Records supplied:
▬▬▬▬▬▬▬▬▬▬

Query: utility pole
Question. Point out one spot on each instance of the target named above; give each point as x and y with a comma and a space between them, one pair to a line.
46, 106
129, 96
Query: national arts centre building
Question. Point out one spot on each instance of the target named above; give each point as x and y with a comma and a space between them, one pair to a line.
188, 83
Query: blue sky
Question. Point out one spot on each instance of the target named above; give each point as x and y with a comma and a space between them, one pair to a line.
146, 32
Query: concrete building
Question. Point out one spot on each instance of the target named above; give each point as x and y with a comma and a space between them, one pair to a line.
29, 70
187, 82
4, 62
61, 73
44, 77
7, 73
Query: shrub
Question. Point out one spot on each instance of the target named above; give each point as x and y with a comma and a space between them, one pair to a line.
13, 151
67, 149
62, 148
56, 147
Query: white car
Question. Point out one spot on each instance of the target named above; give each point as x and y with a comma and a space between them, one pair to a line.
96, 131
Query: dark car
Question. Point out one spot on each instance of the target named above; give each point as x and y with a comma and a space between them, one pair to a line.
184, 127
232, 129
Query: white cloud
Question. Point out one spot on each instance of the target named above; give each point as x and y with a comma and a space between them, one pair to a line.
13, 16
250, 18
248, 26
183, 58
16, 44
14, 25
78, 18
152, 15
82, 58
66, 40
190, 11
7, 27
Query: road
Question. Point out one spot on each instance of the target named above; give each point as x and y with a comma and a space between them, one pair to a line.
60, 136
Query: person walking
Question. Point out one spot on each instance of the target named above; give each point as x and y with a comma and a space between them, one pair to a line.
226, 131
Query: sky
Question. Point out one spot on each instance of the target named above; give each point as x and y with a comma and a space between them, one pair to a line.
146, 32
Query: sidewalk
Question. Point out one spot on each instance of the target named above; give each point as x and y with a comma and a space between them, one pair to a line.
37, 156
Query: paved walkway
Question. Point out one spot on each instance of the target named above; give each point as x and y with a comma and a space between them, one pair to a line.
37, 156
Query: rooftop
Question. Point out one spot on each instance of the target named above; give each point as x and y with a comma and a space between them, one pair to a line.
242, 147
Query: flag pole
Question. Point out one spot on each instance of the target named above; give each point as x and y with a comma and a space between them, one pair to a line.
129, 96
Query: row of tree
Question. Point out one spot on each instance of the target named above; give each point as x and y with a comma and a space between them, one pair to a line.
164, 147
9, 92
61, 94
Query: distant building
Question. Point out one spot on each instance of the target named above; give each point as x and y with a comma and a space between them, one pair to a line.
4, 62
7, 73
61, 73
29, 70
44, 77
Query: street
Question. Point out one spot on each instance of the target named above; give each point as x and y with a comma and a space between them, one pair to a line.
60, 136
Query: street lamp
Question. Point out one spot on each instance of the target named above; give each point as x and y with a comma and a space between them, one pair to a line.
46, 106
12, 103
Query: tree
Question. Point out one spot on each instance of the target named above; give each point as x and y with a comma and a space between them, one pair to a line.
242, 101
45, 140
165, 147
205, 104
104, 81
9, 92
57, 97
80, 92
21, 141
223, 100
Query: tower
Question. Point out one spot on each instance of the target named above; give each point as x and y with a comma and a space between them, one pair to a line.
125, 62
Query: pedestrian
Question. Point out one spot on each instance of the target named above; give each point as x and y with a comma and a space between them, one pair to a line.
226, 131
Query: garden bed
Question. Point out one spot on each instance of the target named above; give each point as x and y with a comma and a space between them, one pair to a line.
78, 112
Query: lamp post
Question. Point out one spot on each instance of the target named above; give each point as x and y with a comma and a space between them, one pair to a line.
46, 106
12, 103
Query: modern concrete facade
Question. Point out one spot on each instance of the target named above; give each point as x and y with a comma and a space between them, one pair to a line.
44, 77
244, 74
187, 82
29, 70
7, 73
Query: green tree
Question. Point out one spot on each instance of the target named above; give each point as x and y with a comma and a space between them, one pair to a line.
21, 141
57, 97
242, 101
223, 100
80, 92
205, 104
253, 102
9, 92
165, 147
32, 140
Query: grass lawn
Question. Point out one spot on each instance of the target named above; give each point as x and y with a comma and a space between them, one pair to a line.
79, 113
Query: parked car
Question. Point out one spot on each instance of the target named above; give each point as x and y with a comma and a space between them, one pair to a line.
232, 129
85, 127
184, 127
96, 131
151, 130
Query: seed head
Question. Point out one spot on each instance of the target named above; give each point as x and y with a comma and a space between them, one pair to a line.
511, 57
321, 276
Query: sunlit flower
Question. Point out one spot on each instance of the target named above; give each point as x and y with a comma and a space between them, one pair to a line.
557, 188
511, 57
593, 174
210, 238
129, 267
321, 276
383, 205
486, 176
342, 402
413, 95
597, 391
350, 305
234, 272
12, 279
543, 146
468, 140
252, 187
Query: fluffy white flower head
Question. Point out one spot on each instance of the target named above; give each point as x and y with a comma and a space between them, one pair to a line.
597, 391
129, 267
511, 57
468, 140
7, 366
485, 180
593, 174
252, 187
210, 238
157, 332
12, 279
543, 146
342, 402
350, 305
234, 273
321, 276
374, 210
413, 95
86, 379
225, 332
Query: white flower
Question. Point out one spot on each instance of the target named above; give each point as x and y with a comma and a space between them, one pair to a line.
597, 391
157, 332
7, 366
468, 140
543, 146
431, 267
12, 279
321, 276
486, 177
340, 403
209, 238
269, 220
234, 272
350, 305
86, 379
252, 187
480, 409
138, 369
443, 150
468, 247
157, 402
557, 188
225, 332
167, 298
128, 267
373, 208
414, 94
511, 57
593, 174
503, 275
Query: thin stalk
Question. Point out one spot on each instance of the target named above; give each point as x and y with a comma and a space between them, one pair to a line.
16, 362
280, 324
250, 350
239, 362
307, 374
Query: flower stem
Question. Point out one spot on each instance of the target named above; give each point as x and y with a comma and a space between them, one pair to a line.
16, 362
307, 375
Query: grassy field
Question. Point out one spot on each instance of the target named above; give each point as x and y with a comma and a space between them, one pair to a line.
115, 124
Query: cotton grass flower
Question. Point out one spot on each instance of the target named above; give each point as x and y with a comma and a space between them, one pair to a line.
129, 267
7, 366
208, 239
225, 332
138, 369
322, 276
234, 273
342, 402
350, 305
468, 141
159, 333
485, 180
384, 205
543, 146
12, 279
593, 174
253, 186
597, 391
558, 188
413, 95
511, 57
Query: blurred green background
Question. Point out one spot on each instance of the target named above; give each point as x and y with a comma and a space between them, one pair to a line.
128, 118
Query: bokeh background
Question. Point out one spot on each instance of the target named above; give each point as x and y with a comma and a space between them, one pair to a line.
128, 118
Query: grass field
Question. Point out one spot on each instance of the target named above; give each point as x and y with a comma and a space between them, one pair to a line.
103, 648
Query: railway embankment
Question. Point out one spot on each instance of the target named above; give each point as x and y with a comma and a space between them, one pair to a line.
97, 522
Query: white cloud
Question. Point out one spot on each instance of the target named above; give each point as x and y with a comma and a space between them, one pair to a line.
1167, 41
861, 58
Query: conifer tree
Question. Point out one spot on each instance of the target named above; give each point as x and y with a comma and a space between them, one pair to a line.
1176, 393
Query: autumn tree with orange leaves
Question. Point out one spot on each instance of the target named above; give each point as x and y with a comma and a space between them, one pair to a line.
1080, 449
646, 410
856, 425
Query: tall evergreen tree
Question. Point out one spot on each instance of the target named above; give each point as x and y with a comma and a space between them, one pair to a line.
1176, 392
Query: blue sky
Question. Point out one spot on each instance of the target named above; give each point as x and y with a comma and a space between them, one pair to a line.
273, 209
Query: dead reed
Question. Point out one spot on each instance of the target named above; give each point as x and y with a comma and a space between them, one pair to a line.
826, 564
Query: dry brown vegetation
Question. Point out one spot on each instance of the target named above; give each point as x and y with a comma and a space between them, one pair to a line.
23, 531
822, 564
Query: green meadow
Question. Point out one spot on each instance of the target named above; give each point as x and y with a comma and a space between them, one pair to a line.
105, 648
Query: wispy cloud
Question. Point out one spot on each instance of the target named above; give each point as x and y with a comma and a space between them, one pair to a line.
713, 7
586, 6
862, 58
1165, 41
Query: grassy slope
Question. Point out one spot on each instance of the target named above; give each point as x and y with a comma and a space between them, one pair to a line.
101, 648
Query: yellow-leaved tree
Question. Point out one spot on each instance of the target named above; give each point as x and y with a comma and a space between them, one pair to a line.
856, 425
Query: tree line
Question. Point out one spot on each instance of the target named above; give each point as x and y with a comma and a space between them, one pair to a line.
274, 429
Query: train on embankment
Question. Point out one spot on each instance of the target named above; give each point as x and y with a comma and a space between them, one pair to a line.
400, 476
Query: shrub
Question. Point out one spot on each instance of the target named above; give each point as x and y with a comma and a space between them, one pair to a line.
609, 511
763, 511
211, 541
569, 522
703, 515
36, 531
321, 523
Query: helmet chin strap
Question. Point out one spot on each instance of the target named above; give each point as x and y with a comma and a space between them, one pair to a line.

▬▬▬▬▬▬▬▬▬▬

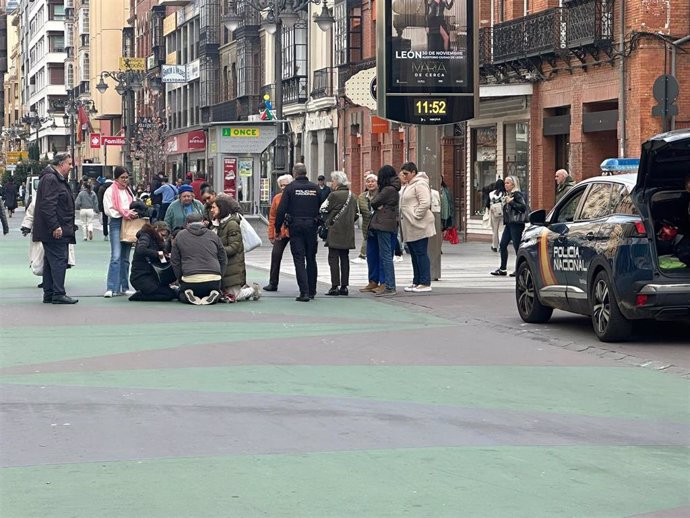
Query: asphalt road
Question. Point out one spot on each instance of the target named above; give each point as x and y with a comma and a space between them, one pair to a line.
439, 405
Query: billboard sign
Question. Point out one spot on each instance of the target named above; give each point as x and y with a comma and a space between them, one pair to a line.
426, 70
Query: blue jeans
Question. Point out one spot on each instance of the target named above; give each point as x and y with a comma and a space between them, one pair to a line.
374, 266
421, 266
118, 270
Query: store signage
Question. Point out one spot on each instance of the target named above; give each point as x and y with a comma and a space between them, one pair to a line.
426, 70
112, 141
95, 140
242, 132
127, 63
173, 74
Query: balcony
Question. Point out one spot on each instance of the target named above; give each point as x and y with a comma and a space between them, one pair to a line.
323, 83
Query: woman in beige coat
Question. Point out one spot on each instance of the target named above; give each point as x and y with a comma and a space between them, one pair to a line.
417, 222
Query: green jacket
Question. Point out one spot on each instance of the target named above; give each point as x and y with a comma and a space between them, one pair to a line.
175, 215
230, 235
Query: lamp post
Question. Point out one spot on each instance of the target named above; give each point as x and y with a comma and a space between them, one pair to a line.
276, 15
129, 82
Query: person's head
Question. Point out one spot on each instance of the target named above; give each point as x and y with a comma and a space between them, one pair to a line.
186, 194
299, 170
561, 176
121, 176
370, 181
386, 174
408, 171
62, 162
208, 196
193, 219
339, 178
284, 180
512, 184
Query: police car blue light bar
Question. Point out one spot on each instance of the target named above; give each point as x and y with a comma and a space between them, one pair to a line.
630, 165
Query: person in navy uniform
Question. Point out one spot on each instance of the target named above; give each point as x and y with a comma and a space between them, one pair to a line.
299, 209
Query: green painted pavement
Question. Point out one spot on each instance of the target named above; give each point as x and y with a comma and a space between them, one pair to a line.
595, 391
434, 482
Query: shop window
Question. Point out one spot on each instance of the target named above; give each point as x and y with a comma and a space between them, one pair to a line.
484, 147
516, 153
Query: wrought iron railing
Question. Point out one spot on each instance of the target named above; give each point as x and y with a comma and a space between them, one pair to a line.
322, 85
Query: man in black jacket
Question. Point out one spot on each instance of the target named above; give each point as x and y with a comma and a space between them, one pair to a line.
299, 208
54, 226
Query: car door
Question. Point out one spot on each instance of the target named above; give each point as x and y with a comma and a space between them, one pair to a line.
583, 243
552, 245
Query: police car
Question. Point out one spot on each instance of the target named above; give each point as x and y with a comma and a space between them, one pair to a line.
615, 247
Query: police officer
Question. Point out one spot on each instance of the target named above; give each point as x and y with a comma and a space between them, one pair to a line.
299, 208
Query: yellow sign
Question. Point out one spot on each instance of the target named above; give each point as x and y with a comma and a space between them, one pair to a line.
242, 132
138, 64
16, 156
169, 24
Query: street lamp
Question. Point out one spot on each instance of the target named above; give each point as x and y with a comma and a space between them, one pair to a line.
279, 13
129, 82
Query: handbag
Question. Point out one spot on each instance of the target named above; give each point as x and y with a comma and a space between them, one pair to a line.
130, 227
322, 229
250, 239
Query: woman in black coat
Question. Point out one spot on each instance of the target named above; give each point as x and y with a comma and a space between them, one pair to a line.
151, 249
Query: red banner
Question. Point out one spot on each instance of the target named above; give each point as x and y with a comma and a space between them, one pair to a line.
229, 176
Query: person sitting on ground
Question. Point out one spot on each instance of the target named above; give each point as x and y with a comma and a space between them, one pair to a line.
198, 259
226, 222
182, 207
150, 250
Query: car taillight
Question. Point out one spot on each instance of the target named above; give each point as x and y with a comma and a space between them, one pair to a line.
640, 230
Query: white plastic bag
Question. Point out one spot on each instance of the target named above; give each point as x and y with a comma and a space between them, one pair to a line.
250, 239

▬▬▬▬▬▬▬▬▬▬

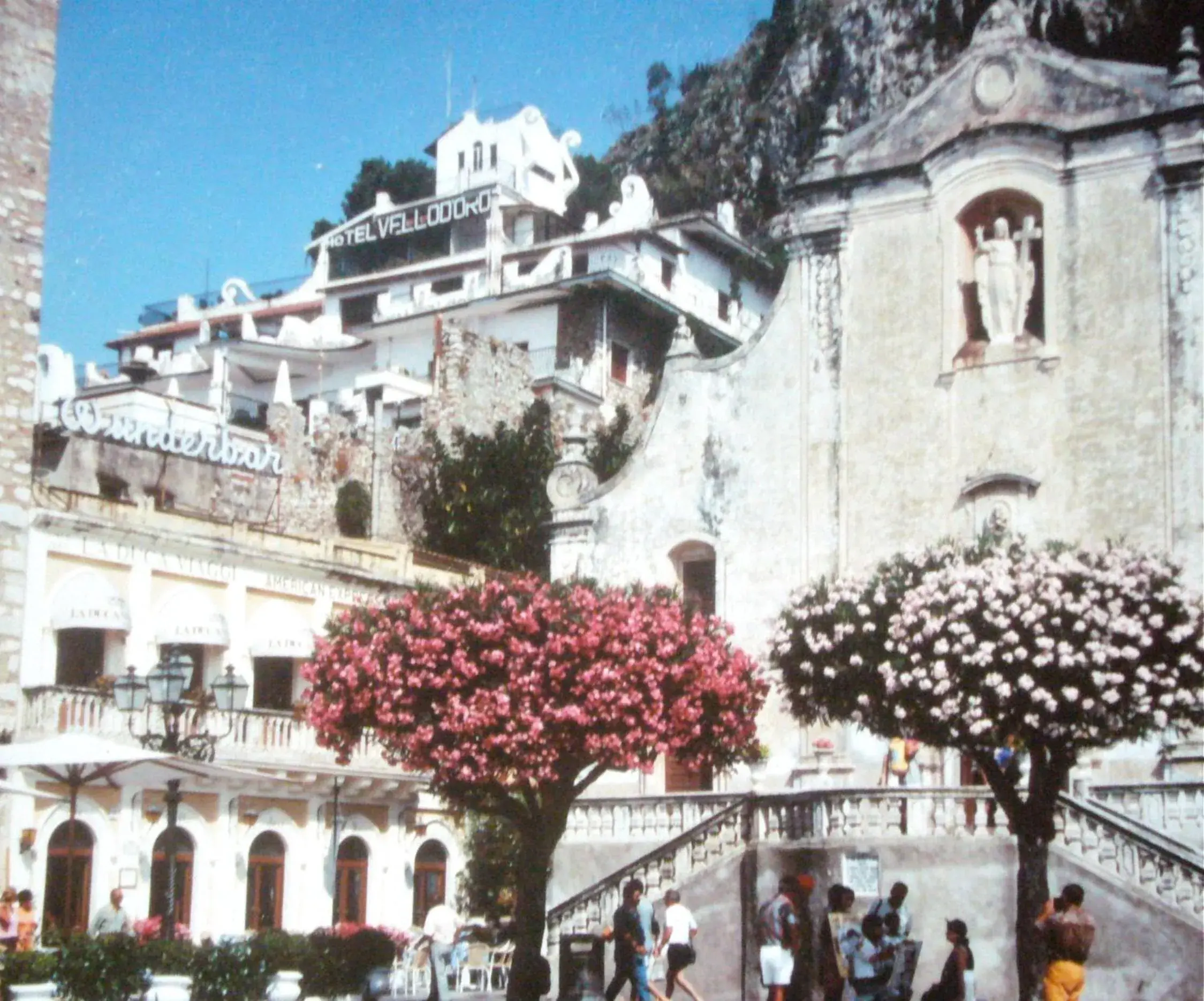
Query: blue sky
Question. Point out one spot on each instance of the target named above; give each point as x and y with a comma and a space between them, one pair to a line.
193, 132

▬▬▬▬▬▬▬▬▬▬

Which lines in the entries above contain the word "police"? Pick out each of those lines and copy it in full.

Result of the task:
Query: police car blue light bar
Query: police car
Query: police officer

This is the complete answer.